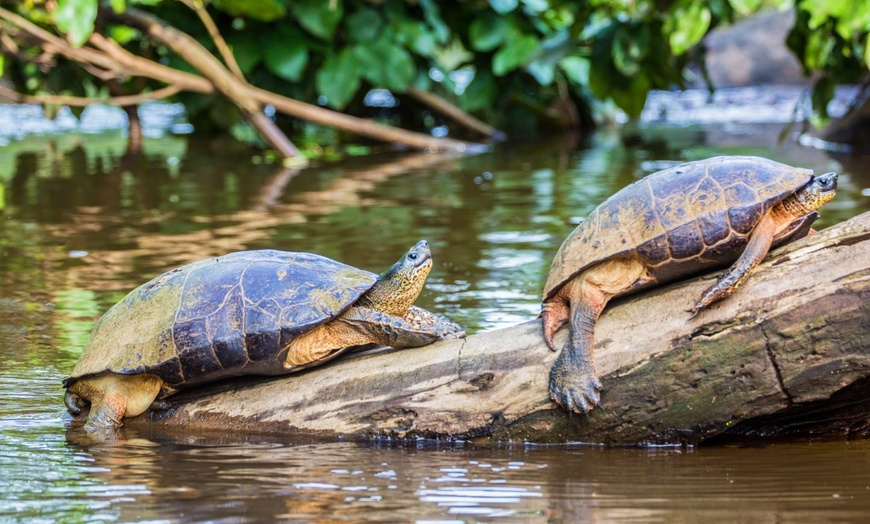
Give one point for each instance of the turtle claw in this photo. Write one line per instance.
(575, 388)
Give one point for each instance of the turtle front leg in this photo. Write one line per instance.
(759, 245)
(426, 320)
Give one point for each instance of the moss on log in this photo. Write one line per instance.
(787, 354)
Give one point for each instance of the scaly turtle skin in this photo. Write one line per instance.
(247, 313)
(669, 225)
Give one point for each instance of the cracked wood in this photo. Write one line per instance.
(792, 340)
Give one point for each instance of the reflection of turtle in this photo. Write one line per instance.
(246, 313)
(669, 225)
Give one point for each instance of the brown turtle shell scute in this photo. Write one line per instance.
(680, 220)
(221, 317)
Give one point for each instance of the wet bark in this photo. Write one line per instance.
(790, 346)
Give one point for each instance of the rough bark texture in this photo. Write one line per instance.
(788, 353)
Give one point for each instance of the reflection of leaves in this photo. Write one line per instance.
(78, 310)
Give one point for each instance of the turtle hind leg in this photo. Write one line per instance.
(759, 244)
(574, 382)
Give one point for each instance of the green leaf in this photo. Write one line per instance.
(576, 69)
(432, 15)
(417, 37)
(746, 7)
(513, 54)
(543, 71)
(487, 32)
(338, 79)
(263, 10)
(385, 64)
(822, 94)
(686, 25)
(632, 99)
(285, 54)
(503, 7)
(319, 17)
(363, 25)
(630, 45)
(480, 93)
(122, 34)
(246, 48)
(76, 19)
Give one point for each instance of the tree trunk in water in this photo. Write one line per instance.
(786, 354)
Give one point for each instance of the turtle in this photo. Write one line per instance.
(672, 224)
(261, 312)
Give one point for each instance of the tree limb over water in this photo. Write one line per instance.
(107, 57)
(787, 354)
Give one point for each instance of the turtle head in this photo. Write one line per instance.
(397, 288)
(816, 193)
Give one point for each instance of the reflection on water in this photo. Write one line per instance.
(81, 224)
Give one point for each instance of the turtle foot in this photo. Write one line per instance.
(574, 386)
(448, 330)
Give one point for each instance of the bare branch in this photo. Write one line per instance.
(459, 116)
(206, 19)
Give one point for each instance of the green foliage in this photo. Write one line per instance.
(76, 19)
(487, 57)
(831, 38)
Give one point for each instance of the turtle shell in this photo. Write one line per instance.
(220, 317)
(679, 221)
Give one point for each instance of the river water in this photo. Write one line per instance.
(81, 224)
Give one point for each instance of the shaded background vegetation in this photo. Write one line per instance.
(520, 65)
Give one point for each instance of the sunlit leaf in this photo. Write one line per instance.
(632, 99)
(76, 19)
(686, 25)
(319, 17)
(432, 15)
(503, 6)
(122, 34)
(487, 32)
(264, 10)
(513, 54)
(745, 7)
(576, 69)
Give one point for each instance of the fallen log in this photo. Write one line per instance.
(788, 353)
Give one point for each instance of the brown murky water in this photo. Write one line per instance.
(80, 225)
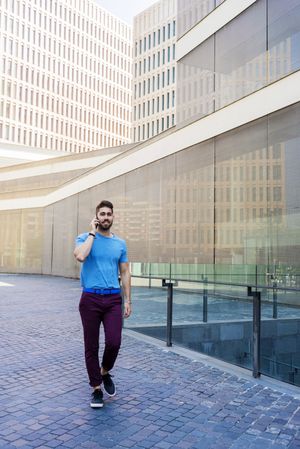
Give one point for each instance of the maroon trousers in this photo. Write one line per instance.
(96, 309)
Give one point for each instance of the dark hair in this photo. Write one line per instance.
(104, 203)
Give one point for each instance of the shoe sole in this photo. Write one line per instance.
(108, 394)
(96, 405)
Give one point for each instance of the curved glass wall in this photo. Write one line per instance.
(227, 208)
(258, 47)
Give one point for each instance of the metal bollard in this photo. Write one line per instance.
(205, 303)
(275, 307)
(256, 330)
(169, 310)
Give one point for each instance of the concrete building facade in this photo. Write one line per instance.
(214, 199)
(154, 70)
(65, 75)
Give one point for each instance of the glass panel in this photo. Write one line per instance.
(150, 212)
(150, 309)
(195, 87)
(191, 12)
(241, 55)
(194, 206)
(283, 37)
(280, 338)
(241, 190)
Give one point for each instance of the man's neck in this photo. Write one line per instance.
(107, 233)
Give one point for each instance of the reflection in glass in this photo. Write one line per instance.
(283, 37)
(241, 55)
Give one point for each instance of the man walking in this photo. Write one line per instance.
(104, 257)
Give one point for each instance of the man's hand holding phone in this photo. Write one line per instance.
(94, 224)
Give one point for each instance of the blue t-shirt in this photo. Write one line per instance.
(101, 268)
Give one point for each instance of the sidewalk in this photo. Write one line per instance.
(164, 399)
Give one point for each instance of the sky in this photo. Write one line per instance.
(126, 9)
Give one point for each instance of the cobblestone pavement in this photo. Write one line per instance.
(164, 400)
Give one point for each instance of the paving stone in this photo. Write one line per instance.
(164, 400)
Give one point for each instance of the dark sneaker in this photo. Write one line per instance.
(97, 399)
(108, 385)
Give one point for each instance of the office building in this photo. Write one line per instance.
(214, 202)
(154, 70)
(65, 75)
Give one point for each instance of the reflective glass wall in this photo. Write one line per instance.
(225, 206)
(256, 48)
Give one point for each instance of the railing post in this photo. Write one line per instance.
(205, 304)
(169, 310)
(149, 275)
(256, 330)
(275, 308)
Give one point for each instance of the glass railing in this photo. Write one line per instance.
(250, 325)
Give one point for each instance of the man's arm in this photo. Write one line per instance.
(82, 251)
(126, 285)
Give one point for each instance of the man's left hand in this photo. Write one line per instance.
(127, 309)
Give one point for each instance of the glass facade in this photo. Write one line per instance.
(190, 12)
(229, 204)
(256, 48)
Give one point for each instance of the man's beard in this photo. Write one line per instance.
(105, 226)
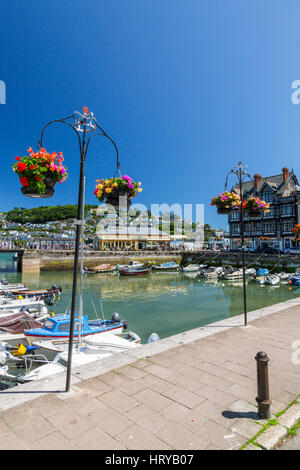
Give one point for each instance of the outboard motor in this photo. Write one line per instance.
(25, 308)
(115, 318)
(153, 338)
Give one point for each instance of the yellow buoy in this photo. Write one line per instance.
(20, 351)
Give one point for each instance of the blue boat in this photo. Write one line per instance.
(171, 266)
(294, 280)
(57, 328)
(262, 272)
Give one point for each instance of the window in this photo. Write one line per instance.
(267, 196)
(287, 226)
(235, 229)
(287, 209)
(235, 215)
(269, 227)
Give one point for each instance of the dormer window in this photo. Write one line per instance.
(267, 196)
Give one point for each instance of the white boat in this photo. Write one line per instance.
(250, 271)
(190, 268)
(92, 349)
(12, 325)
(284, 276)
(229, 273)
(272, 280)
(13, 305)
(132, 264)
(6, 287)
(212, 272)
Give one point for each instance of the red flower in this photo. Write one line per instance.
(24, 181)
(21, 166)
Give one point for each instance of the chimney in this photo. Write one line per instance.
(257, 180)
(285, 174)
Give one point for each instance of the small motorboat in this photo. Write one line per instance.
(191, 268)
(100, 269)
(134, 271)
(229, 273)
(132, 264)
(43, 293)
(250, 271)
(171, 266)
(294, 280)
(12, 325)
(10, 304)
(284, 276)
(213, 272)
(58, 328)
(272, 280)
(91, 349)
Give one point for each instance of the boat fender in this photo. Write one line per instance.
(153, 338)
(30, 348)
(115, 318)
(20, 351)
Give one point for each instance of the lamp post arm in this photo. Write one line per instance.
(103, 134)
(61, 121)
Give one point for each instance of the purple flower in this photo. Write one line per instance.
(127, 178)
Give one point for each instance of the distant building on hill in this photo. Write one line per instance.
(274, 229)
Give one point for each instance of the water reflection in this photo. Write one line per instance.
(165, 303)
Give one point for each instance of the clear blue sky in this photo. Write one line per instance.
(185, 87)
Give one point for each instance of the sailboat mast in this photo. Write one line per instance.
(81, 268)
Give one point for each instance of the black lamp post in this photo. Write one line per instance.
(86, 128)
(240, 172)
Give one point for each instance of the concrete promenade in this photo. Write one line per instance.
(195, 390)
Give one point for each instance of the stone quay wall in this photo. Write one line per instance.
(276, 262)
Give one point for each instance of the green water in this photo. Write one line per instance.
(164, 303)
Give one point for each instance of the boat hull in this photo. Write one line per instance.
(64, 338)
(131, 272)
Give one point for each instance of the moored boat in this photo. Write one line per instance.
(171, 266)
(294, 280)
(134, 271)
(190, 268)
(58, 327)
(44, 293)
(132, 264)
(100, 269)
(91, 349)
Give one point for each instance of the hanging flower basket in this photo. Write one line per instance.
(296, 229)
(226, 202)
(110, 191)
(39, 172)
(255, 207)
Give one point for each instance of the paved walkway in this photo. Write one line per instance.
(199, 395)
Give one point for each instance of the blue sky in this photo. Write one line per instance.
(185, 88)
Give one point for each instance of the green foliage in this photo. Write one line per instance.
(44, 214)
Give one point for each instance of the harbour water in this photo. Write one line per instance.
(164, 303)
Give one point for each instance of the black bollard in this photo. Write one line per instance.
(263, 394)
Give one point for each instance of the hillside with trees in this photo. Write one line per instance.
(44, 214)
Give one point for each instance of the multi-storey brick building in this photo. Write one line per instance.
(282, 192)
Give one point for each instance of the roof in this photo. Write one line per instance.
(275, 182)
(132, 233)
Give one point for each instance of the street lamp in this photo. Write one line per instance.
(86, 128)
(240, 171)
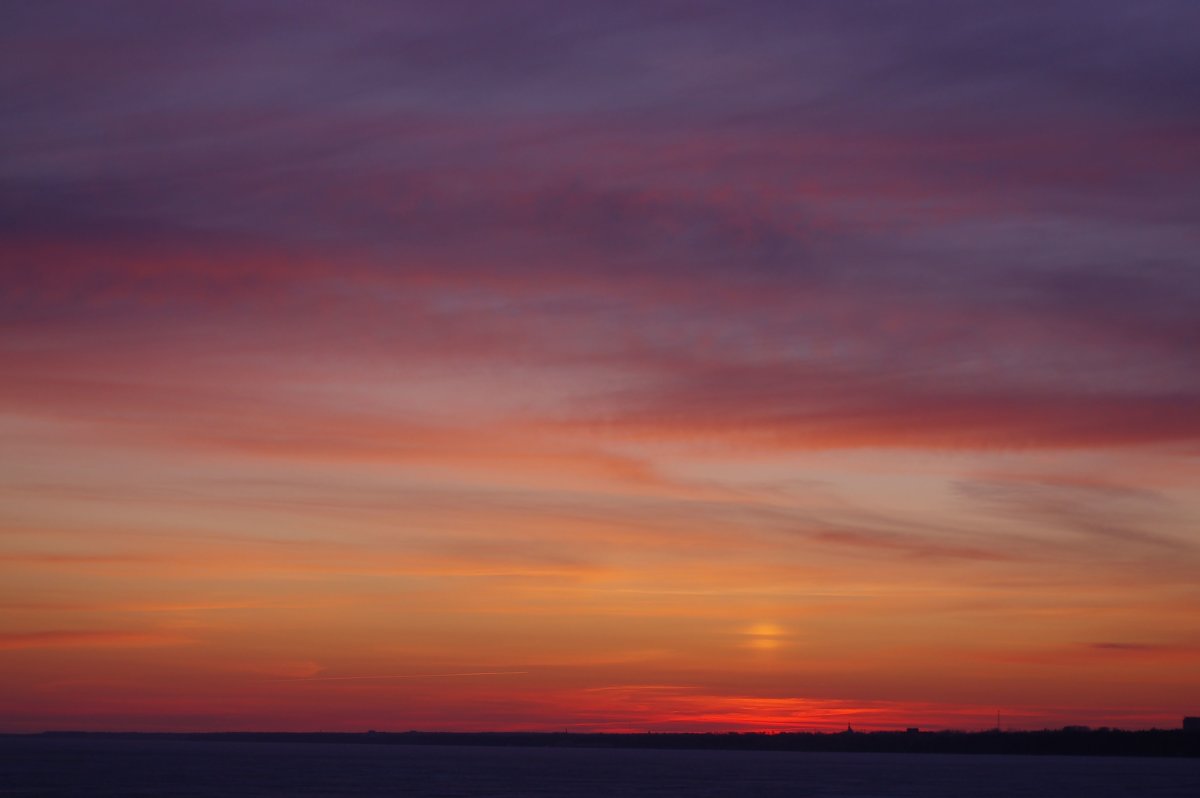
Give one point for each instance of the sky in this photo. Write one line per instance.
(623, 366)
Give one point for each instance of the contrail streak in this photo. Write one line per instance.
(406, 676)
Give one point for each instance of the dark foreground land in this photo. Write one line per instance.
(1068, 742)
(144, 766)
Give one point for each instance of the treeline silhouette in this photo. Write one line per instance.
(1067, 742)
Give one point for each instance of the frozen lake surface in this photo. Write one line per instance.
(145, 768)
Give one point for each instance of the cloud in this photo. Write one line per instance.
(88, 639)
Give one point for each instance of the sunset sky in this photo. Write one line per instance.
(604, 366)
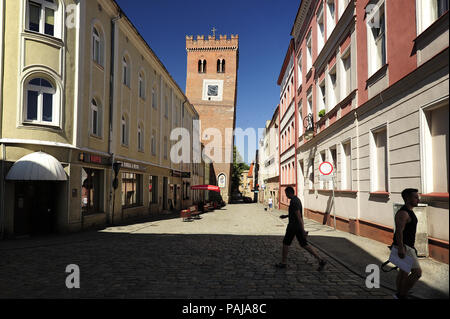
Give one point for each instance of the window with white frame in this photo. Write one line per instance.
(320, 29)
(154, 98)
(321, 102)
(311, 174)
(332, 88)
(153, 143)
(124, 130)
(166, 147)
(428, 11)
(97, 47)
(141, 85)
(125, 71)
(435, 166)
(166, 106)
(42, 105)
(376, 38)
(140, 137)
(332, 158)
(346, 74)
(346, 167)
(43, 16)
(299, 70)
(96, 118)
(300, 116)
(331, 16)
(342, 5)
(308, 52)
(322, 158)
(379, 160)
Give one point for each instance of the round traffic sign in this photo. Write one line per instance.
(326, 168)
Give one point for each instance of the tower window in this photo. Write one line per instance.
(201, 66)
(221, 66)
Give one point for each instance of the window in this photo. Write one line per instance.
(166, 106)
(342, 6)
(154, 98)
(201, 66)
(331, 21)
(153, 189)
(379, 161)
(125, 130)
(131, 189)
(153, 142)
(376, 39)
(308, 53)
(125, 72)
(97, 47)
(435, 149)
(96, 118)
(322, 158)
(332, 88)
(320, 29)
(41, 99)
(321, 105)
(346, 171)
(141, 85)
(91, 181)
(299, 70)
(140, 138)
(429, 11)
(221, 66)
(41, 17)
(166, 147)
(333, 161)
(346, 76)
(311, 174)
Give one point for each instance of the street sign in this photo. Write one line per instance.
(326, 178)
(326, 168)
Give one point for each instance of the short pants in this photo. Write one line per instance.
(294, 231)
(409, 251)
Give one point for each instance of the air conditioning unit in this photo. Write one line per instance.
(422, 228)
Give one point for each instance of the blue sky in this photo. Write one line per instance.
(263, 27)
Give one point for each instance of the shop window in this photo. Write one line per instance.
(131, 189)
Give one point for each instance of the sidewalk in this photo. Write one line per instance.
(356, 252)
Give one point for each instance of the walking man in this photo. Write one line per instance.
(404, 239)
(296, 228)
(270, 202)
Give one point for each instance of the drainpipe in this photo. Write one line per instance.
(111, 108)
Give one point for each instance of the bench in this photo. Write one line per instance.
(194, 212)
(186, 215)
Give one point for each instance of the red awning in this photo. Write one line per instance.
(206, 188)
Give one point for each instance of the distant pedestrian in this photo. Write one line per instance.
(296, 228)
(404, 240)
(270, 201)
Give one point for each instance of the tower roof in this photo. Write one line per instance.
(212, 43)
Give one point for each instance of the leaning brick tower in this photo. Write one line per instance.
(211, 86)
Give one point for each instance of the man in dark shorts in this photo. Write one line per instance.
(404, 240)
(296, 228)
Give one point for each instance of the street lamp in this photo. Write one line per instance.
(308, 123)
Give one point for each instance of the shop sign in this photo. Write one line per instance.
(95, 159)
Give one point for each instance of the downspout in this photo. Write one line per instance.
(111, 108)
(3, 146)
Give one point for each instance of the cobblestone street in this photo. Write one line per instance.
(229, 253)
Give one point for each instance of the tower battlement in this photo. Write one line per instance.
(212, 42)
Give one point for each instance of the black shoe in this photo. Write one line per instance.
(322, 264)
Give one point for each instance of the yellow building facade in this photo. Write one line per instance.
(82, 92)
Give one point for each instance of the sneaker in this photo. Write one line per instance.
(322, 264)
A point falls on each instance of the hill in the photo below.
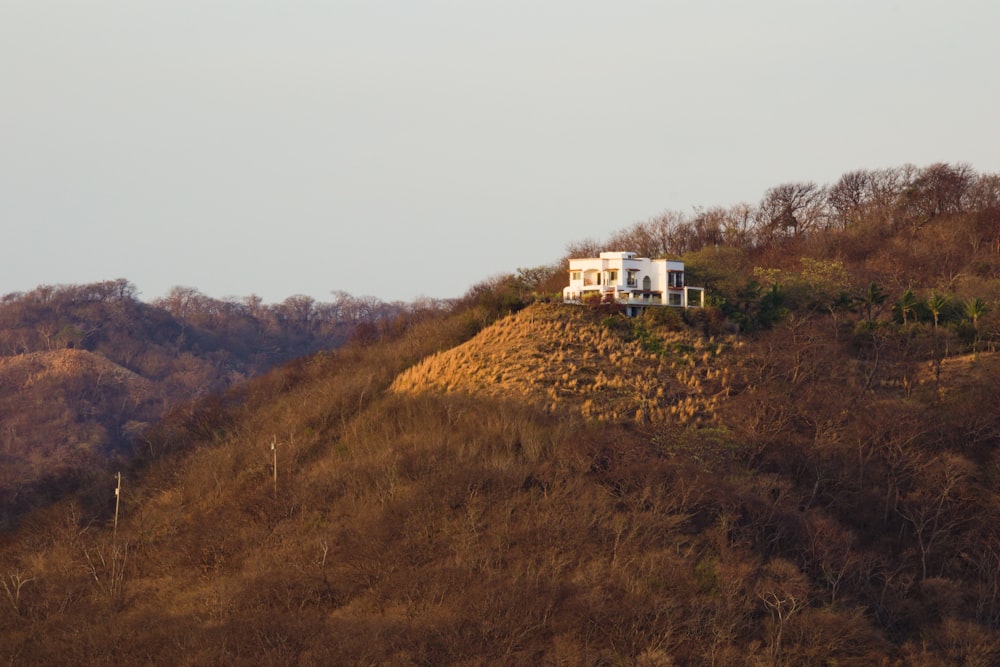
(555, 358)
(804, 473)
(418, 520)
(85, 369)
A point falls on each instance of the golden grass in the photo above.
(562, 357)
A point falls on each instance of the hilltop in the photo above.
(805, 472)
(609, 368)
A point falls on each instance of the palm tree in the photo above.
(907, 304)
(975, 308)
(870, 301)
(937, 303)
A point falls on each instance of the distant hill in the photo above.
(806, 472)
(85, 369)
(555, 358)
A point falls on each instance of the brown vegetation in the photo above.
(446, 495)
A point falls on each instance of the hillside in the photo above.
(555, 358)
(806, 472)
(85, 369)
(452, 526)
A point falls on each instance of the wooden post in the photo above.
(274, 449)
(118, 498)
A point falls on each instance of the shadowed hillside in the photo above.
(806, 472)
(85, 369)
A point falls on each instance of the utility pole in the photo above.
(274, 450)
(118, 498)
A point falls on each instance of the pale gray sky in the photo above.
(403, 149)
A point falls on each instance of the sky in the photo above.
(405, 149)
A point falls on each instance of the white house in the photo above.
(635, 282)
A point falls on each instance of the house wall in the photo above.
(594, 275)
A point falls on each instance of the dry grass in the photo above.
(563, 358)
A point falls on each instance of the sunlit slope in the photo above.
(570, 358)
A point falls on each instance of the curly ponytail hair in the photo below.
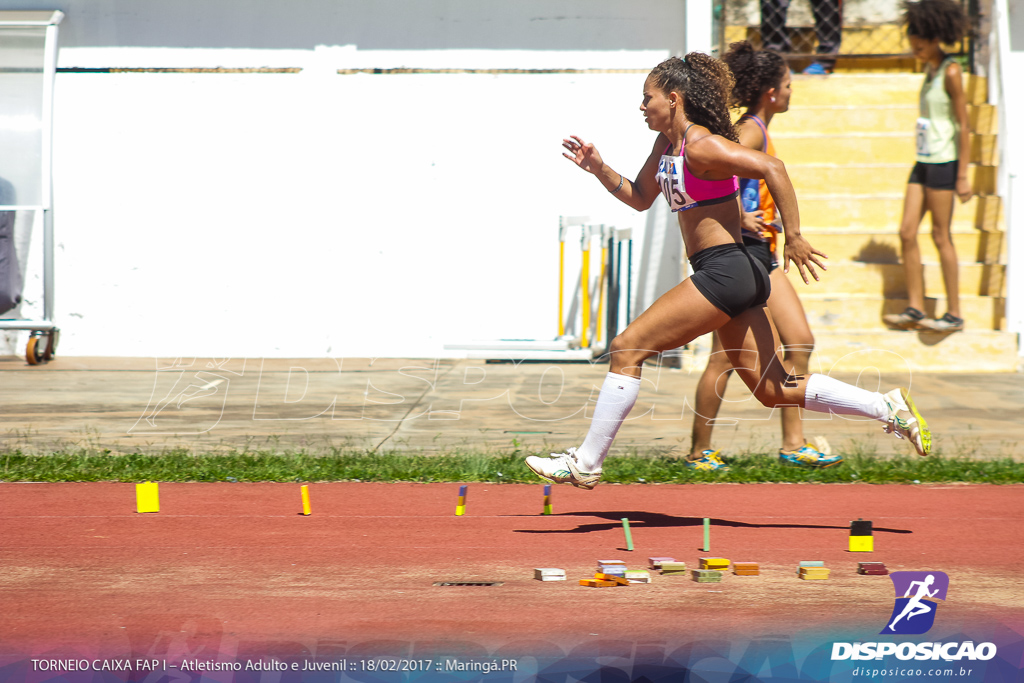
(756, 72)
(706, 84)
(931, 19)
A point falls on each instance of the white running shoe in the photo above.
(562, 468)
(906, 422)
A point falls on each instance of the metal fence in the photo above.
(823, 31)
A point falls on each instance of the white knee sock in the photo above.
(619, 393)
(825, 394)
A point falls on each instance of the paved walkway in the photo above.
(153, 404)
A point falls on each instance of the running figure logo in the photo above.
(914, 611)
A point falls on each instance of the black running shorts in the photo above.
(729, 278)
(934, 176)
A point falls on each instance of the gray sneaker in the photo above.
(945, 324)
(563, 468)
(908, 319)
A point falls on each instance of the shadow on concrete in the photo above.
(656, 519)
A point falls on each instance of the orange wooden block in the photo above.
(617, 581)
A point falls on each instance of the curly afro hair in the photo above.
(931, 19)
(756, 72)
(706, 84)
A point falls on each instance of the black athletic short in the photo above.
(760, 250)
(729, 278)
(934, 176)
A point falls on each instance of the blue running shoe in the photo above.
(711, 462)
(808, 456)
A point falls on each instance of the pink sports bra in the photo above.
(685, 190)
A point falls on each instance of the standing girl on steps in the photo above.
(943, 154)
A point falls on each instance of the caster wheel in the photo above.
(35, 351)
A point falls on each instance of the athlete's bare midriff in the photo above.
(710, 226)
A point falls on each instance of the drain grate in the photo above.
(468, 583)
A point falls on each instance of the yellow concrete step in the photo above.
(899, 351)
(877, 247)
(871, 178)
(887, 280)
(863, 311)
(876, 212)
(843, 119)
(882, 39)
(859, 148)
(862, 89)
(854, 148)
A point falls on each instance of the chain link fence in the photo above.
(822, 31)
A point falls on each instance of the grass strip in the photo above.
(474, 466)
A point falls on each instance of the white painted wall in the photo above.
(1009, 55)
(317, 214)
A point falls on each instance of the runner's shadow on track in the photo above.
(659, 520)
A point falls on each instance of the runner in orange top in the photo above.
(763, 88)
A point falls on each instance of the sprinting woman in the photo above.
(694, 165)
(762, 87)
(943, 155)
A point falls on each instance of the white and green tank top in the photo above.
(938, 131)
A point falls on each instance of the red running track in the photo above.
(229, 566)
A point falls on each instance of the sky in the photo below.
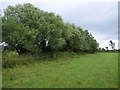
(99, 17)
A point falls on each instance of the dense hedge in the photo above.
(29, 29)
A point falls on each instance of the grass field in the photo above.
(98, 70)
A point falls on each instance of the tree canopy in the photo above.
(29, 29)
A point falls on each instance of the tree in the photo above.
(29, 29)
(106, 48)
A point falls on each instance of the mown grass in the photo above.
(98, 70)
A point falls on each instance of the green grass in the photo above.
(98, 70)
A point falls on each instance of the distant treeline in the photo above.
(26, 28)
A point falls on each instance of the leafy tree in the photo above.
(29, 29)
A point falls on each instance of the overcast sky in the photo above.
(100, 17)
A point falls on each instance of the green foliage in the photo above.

» **WORK TO BE COMPLETED**:
Only the lines from the one containing "A point falls on each instance of the white painted" through the end of the listing above should be reproduced, exactly as they stand. Leave the pictures out.

» **TASK RESPONSE**:
A point falls on each instance of the white painted wall in the photo above.
(1009, 55)
(317, 214)
A point falls on each instance of the runner's shadow on track in the photo above.
(659, 520)
A point falls on each instance of the runner in orange top in the photo above.
(763, 88)
A point falls on each instance of the sprinting woman in the photo above.
(694, 165)
(762, 87)
(943, 155)
A point falls on each instance of the white and green tank top in the photo above.
(938, 131)
A point falls on each instance of the red running track in the photo above.
(229, 566)
A point falls on each instance of the sky in the photo below.
(99, 17)
A point falls on each instance of the dense hedge in the photo above.
(29, 29)
A point falls on each instance of the grass field in the photo above.
(98, 70)
A point falls on each instance of the tree canopy in the photo above.
(29, 29)
A point falls on each instance of the tree in the photo above.
(29, 29)
(106, 48)
A point falls on each instance of the mown grass in the photo above.
(98, 70)
A point falls on each instance of the green grass in the photo above.
(98, 70)
A point falls on each instance of the distant treeline in the photo above.
(26, 28)
A point falls on each instance of the leafy tree in the photo above.
(29, 29)
A point falls on each instance of the overcast sky in the photo above.
(100, 17)
A point falls on each instance of the green foliage in the photo above.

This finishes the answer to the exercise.